■ GOALS:
[1] List every section heading that appears in the patent text on the conical laser apparatus.
[2] Answer these questions using the patent text on the conical laser apparatus:
(a) How many mirrors does the deflection assembly contain?
(b) In which two fields are laser levels used?
(c) What is the number of the Willetts patent?

■ PASSAGE:
● ● ●

Abstract:
An apparatus for projecting a laser beam at an angle to an axis and sweeping the laser beam around the axis around a conical surface having a selected slope is described. The apparatus may be used to aid in the alignment of structures having conical surfaces. The apparatus projects a laser beam along an axis onto a rotating deflection assembly. The deflection assembly contains two mirrors which are optically equivalent to the reflective faces of a pentaprism. Consequently, the angle of the deflected beam is relatively insensitive to vibrations of the deflection assembly. The angle of the deflected beam may be varied by tilting the two mirrors. The alignment of the mirrors is maintained as the mirrors are tilted by a linkage which includes a roller mounted to one of the mirrors which rides on a cam surface coupled to the other mirror. The adjustable mirror-alignment linkage may be used in other optical equipment.

Description:
FIELD OF THE INVENTION 
     This invention pertains to a apparatus for projecting a laser beam at an angle to an axis and sweeping the laser beam around the axis around a conical surface having a selected slope. The device may be used to aid in the alignment of structures having conical surfaces. This invention also pertains to a vibration insensitive apparatus for deflecting a laser beam through an angle. 
     BACKGROUND OF THE INVENTION 
     Laser levels are used in surveying and building construction. Such laser levels project a laser beam perpendicular to a vertical axis and rotate the laser beam around the axis. The plane of the laser beam is horizontal and can therefore be used as a reference elevation. 
     In building large conical structures, such as the floors of concentrators and digesters it is often important that the conical surface be symmetrical and have a uniform slope. This can be done with a laser level, by varying the height of the laser level and marking the desired elevations in concentric circles. There are many steps in laying out a conical surface with this method. Each step introduces a potential for errors. 
     Willetts, U.S. Pat. No. 5,142,788 discloses a laser compass which may be used for laying out large circles on surfaces, such as ceilings. The Willetts device includes a laser and a rotating mirror. The laser generates a laser beam which is projected along an axis onto the rotating mirror and is deflected by the rotating mirror. As the mirror rotates the deflected laser beam is swept around a cone-shaped surface. The accuracy of the device described in U.S. Pat. No. 5,142,788 may be impaired if the bearings on which the rotating mirror is mounted are not perfect. The device is therefore difficult to adopt for use in accurately aligning large conical surfaces where high precision is required without using prohibitively expensive bearings.

● ● ●

Records from a data source:
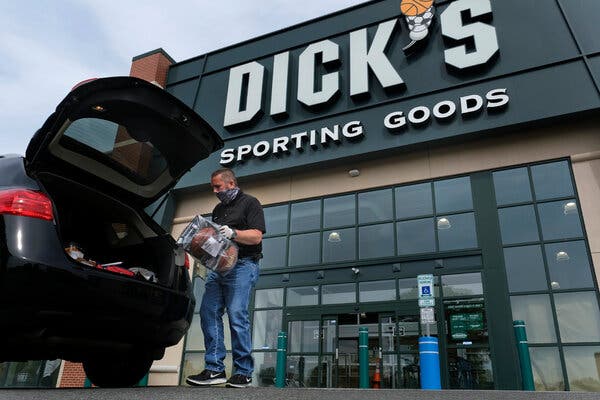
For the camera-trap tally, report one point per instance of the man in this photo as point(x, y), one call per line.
point(242, 220)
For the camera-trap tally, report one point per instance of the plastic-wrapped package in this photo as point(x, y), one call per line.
point(202, 240)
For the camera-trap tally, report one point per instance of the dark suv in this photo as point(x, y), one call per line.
point(85, 273)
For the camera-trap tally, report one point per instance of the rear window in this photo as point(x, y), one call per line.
point(115, 145)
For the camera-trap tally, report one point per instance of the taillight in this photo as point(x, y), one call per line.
point(27, 203)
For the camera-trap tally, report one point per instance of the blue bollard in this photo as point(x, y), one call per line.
point(429, 355)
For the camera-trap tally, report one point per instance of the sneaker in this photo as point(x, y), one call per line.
point(207, 378)
point(239, 380)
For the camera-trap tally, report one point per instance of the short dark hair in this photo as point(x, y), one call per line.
point(226, 174)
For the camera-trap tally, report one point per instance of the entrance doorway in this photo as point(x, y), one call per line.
point(325, 352)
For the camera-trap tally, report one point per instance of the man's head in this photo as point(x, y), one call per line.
point(223, 179)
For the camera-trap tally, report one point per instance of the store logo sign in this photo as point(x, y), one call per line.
point(318, 76)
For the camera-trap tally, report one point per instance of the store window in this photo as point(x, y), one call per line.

● ● ●

■ RESPONSES PER TASK:
[1]
Abstract
Description
Field of the Invention
Background of the Invention

[2]
(a) Two.
(b) Surveying and building construction.
(c) U.S. Pat. No. 5,142,788.